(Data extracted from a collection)
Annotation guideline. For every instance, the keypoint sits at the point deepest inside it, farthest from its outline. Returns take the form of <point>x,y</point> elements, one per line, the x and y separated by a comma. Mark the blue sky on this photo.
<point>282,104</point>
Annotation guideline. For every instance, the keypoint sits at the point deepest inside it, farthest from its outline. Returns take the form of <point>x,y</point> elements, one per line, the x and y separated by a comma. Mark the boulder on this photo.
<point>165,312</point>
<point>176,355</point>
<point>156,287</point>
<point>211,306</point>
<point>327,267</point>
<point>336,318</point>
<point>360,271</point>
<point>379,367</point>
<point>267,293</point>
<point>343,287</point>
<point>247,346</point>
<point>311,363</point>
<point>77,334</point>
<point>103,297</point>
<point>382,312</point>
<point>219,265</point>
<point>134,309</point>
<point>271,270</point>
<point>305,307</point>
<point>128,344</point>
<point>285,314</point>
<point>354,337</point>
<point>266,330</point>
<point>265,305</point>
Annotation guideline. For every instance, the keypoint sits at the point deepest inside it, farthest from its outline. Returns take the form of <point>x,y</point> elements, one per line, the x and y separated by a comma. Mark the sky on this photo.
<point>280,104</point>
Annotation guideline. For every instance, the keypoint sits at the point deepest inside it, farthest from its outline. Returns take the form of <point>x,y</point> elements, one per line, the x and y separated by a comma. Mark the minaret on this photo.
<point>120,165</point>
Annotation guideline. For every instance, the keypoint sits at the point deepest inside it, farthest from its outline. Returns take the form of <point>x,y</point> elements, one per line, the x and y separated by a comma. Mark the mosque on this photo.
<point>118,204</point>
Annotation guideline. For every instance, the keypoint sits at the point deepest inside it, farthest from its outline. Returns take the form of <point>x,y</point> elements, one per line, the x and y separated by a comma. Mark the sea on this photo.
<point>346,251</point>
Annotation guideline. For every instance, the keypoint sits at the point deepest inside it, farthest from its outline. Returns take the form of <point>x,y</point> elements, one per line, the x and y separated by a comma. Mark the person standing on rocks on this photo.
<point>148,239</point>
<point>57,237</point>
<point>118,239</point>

● Task
Restate, word for word, the final stretch of the entries above: the line containing "minaret on this photo." and every line after it, up to and including the last.

● Result of this exercise
Annotation guideline. For every instance, the keypoint sits at the point deepest inside it, farthest from its outline. Returns take the form of <point>x,y</point> elements, one per line, the x and y separated by a comma. Mark the minaret on this photo.
<point>120,165</point>
Annotation guideline. For every instance, the keypoint sits at the point deepest inside it, farthest from its outline. Returns take the form of <point>x,y</point> elements, one per line, the x and y separated by a comma. Mark the mosque on this photo.
<point>118,204</point>
Annotation guideline. For every instance, the keypoint sits at the point deepest inside it, farthest from its outline. Returns take the form of <point>x,y</point> elements, one per line, the x and y separated by a comma. Mark the sea on this photo.
<point>346,251</point>
Annotation guideline. For every instance, the keypoint sits at the point deepest inside it, farthest from its outline. Returns take the form of <point>x,y</point> elements, one per line, the x and y separated by a comma. Mark the person standing on rocks on this photo.
<point>148,239</point>
<point>57,237</point>
<point>118,239</point>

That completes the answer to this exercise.